TASK INSTRUCTIONS
A: Answer these questions about the Abbeville Estate piece below, one answer per line, marked the same way:
(i) In what year did the airport company take over the property?
(ii) Between which two dates were the Westney Homestead and Westney Road Methodist Church relocated to the estate?
(iii) Who wrote the archaeological report mentioned in the final paragraph?
B: Please extend the Abbeville Estate piece below, picking up after its last sentence.

On 11 August, I attended this year's regional gathering of historical societies in Auckland, hosted by the Mangere Historical Society. Part of the wonderfully-organised proceedings (it was a great day all round, all credit to MHS) was a quick bus tour around Mangere district. I say "quick" only because while it was around two hours in duration, it could have been twice that. Mangere district is worthy of quite detailed exploration.
One of the areas we were shown, and were able to get off the bus on arrival, was the new "Abbeville Estate", off Nixon Road, off what is today George Bolt Drive leading to Auckland Airport.
The airport company took over the property in 1991 (NA 56B/945), from Abbeville Farms Limited, a company incorporated in August 1960 (Companies Office database) until c1993 when it was struck off (Companies Office/Archway). The directors were Phillip and Miriam Collinson. So the new estate gets its name from the company, which in turn probably got the name from the Abbeville jersey cattle stud operated here from c1938 to 1960 by the Roussel-Cossey/de Guise Roussel family. More on them, later.
The
Abbeville Estate is marketed as "The Common", with "fabulous heritage buildings" (two of which, the Westney Homestead and Westney Road Methodist Church, were relocated here between July 2010 and March 2012), and
"The heritage-listed buildings and landscaped grounds that make up
Abbeville Estate are over 150 years old and have been meticulously
restored and contemporised for the needs of today."
It's a nice place -- but as soon as I saw they were bringing Lt.-Colonel Marmaduke Nixon into this, associated with the building in the image above -- I got that funny feeling in the back of my head which says, "check things out."
Heritage building number 1: the Westney Homestead, shifted from the other side of George Bolt Drive and up near Ihumatao Road due to proposed airport runway extensions.
Image from interpretive sign outside homestead, showing 1920s addition now removed from the relocated homestead.
There is
an archaeological report online by Matthew Campbell and Louise Furey which confirms, through the date of items found around the original site of the house, that dating the homestead back to c1854 is fairly sound. Mind you, comparing what it looked like just before restoration and now -- visitors to the estate are now looking at primarily new materials. It was definitely in a sad state.

AVAILABLE DATA

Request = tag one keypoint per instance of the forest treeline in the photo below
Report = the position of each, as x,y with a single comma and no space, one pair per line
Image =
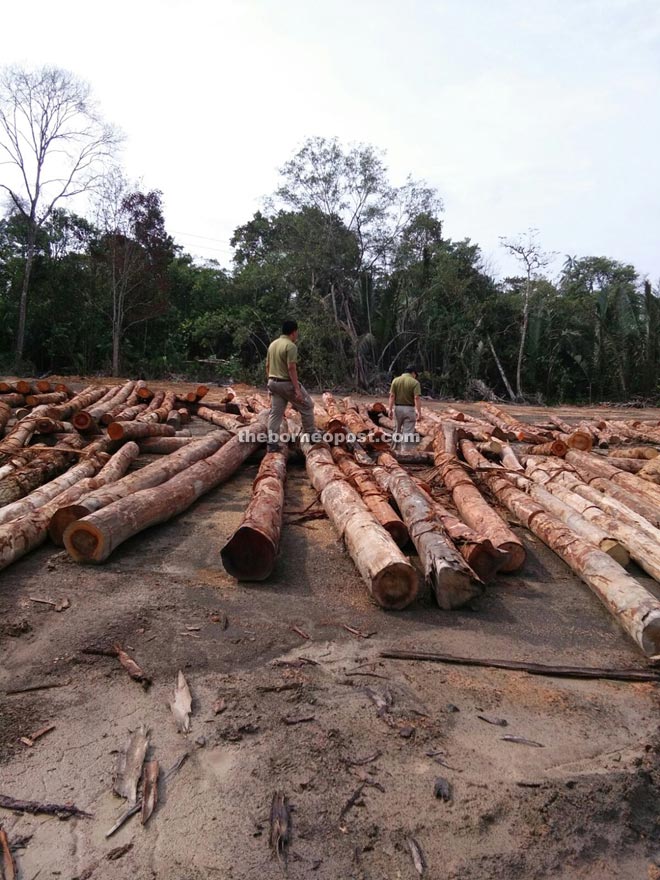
361,263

TASK-BY-TASK ANSWERS
A:
(i) 1991
(ii) Between July 2010 and March 2012
(iii) Matthew Campbell and Louise Furey

B:
Heritage building number 2: the former Westney Road Methodist Church. Westney Road is now George Bolt Drive, and both the church and its cemetery had to go. Again,
a very good archaeological report has been done, this time for the cemetery, which fairly well confirms the 1856 date for at least the oldest parts of the church building.
Historic building number 3: the barn. Here's where the promotional historic narrative starts to come adrift.
In June 2012, Jaden Harris'
archaeological report on Abbeville was published. An archaeological study of the area around the barn structure, said by commentators and the Abbeville Estate marketing team to be from Lt.-Colonel Nixon's time (therefore, 1850s) and one of the oldest remaining barns in the region -- found no traces of anything earlier than the 1880s. This despite the story (related by the Mangere Historical Society in their publication
Mangere Chronicles (1990):
"Part of the old barn (where the cavalry officers are said to have met to discuss defence plans of the area) has survived and is still in use."
This same finding goes for the house as well.
The report casts real doubt that the barn, and the associated house (below) were those built by or for
Colonel Nixon not only in terms of the lack of supporting archaeology, but also contemporary documents such as a simplified subdivision map
found in the Alexander Turnbull Library which shows no buildings on the
site (yet most likely dates from the period just after Nixon's death in 1864) and comparisons between the description and dimensions described by Nixon himself of a kitset house he purchased from Otahuhu for his use on the farm, and the two-room core of the Abbeville Homestead (yes, most of what visitors see are later additions around the original cottage). Harris puts forward the theory that the original small building could well have been simply a farm worker's residence.
From Deeds Index A2.474
In August 1854, Nixon acquired the Crown Grant to Allotments 60 to 63. Allotment 60 he transferred to the Westney family, and the southern part of 63 to Thomas Shipherd immediately.
The "Abbeville Homestead" is marked approximately in red -- but the two sites showing buildings on the farm as at the mid 1860s are in yellow (see page 4 of the Harris report).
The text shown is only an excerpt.